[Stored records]
....................

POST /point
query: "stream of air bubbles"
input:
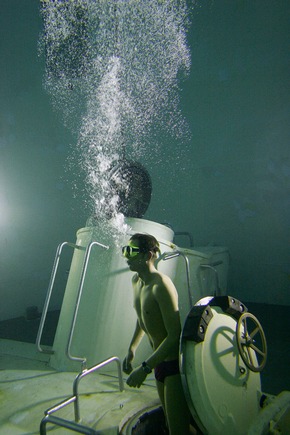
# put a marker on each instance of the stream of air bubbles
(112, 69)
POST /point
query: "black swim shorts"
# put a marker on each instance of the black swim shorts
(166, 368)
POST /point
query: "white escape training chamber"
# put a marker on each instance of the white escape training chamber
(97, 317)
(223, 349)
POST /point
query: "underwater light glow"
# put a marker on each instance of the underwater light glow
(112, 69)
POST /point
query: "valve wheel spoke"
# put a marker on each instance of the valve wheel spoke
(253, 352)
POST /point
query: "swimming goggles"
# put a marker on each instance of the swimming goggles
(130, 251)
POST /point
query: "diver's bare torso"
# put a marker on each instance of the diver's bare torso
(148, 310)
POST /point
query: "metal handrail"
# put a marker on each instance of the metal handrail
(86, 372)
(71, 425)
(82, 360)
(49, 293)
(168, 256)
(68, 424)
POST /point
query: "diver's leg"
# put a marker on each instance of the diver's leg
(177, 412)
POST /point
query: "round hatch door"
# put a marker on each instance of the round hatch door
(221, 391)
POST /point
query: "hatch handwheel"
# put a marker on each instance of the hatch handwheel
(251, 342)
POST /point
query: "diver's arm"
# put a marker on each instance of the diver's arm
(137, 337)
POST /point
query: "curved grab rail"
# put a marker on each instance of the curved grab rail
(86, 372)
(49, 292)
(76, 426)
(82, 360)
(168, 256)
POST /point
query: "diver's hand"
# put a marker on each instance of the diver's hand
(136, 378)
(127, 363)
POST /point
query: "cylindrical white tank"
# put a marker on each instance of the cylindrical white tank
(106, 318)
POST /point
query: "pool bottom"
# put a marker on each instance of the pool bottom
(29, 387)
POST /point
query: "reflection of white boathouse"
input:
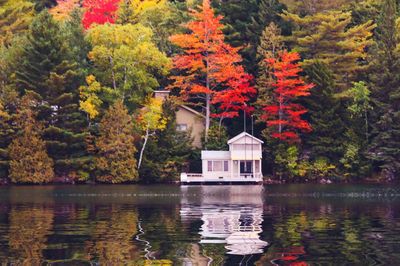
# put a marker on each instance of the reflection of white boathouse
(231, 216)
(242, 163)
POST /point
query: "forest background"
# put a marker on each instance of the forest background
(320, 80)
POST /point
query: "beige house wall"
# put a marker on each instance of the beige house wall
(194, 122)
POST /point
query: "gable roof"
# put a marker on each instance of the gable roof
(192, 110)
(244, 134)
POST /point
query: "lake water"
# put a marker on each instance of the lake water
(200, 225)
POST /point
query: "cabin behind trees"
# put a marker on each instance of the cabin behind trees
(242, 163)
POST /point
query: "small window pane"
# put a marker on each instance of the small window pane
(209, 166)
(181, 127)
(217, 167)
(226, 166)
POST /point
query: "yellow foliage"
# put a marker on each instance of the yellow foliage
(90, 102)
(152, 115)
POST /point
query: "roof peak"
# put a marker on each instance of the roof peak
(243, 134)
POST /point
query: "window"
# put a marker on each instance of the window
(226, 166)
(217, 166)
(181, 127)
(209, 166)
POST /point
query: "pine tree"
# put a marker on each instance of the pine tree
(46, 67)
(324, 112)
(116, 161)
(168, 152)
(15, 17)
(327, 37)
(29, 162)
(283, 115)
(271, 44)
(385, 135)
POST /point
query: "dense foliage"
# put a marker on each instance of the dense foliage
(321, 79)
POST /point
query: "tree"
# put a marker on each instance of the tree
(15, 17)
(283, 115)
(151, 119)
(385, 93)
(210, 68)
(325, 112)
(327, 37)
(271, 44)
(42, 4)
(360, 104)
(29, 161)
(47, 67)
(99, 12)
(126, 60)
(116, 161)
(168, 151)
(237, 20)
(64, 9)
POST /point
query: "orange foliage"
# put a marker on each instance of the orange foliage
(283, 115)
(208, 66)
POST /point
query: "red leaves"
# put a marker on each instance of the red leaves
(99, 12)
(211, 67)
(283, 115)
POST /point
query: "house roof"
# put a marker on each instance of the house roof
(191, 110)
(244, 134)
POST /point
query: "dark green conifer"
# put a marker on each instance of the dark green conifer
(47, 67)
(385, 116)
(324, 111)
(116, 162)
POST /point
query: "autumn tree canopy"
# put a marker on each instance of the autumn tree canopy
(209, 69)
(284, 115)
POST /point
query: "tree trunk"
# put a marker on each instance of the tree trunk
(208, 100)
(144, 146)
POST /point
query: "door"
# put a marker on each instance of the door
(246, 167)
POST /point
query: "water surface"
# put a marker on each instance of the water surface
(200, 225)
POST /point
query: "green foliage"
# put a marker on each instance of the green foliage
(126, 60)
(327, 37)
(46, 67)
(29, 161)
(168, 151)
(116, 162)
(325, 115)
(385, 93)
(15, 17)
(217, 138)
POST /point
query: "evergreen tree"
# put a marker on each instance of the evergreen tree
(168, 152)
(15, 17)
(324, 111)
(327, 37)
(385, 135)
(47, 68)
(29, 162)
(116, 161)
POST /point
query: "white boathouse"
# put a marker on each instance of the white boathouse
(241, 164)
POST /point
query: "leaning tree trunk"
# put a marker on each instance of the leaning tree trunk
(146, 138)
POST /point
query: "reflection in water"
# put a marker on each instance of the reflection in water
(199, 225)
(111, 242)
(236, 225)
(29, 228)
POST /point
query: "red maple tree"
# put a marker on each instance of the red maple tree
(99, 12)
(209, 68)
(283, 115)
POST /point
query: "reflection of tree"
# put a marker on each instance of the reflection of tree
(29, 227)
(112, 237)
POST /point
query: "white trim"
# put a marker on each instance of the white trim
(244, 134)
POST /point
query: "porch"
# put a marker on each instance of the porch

....................

Check each line of the entries above, and show every one holding the word "porch".

▸ Result of the task
query: "porch"
# put a marker on each instance of the porch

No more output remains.